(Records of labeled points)
***

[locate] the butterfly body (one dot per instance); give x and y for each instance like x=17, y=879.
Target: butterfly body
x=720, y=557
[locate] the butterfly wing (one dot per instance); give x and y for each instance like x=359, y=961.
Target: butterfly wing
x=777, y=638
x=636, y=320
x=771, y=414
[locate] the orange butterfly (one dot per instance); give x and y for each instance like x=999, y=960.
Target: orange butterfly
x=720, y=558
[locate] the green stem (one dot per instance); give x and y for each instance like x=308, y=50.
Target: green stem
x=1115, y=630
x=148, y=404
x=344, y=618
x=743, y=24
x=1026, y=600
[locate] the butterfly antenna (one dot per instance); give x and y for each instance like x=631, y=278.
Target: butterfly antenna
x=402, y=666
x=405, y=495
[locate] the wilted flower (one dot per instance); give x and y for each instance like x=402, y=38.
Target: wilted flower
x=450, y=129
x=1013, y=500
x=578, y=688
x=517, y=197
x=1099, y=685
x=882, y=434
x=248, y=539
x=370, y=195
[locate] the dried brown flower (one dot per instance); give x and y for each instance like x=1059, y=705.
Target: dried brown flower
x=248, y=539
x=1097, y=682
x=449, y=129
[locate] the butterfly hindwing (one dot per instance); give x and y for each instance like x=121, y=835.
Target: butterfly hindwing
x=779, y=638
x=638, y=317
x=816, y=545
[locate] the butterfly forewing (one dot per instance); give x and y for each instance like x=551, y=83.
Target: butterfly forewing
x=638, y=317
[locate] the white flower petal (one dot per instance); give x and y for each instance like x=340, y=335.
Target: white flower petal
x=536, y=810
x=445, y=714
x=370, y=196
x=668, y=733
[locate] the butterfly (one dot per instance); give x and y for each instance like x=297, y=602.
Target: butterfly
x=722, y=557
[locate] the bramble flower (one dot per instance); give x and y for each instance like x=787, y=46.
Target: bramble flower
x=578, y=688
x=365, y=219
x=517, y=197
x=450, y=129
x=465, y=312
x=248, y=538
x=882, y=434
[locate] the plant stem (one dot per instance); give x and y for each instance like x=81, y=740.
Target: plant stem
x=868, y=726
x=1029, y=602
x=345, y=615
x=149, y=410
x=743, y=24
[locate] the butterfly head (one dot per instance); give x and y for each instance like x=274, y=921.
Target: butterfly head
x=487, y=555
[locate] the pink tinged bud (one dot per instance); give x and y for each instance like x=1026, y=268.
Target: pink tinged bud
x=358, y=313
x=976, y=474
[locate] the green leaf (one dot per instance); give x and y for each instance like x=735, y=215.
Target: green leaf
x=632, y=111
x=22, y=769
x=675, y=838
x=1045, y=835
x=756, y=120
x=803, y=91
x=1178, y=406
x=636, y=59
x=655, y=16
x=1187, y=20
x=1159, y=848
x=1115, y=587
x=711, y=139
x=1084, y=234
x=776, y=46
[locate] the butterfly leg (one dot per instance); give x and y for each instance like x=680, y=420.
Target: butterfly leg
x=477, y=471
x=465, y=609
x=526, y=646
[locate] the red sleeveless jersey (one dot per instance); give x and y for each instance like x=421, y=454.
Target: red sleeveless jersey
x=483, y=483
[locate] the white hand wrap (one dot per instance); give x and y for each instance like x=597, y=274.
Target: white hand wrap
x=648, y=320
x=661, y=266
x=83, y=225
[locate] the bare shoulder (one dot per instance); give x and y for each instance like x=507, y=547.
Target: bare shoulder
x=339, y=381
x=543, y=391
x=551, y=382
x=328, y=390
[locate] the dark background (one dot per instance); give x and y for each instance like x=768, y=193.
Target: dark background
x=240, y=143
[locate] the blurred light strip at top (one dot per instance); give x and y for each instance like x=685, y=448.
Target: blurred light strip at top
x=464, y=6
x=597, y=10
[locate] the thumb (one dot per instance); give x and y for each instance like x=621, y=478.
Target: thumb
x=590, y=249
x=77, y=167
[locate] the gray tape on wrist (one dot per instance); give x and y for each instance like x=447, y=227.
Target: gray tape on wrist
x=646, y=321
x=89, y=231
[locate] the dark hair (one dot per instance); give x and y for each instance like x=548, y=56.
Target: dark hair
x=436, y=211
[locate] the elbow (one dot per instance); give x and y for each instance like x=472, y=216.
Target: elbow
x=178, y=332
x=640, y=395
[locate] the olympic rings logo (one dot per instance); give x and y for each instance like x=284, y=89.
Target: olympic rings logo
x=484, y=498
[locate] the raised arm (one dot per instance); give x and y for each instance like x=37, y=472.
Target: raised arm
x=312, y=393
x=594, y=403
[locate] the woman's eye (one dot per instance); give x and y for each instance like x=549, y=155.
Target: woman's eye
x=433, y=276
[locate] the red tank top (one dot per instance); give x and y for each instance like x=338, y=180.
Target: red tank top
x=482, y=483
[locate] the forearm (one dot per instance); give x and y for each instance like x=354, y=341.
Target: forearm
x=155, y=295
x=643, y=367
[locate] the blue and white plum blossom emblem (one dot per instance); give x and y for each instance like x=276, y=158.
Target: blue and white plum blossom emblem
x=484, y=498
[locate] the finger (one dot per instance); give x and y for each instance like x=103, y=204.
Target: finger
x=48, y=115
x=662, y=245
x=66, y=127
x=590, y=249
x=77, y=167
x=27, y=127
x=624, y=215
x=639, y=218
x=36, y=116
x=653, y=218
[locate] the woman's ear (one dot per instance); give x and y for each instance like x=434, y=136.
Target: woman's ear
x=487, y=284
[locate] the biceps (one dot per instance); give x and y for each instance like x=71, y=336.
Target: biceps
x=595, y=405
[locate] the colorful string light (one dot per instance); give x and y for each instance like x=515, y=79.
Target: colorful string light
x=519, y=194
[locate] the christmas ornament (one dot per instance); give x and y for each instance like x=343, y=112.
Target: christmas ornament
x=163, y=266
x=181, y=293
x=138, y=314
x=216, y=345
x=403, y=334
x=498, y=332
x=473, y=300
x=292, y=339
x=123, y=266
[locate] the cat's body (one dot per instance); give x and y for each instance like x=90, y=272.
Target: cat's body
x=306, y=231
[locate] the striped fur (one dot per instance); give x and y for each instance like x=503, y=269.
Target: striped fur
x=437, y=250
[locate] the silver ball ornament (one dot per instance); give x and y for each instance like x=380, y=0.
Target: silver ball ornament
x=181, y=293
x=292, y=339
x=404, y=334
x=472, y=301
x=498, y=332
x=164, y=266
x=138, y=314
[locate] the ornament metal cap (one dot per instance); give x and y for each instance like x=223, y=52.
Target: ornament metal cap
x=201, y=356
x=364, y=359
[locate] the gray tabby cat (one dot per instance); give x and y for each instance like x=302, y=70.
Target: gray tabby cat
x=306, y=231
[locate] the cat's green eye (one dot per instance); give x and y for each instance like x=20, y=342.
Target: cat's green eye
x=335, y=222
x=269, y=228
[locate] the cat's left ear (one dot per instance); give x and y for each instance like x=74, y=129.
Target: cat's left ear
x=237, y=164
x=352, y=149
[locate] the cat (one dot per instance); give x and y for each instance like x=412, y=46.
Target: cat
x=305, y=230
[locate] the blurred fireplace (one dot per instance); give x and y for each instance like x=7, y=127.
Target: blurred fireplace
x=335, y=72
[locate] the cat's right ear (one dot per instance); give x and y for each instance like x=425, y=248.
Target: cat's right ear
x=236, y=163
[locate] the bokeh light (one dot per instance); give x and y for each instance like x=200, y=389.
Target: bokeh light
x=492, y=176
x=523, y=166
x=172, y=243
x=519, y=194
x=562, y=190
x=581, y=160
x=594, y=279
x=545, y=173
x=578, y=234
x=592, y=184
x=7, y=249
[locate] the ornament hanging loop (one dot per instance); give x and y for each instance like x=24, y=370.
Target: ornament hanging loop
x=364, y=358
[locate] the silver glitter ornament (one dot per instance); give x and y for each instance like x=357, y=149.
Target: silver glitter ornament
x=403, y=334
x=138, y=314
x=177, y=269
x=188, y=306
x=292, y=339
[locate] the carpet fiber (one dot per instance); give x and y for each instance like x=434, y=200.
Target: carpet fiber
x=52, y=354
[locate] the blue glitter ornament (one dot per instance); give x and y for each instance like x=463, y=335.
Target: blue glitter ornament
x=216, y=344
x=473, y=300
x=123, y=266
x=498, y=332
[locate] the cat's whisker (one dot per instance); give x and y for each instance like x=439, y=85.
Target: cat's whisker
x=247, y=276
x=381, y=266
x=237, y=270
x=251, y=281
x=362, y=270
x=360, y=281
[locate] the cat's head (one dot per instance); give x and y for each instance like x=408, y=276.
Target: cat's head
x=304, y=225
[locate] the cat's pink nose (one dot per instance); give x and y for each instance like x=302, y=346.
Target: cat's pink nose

***

# EXERCISE PROMPT
Copy the lines of the material without any change, from its first line through the line that contains "x=720, y=558", both included.

# EXERCISE SOLUTION
[locate] the butterfly body (one dot per instance); give x and y for each instance like x=17, y=879.
Target: butterfly body
x=720, y=557
[locate] the butterfly wing (one dot per instance); give x and y for each instance like x=359, y=961.
Target: butterfly wing
x=777, y=638
x=636, y=320
x=771, y=414
[locate] the orange butterfly (one dot per instance); give x and y for each instance like x=999, y=960.
Target: orange butterfly
x=720, y=558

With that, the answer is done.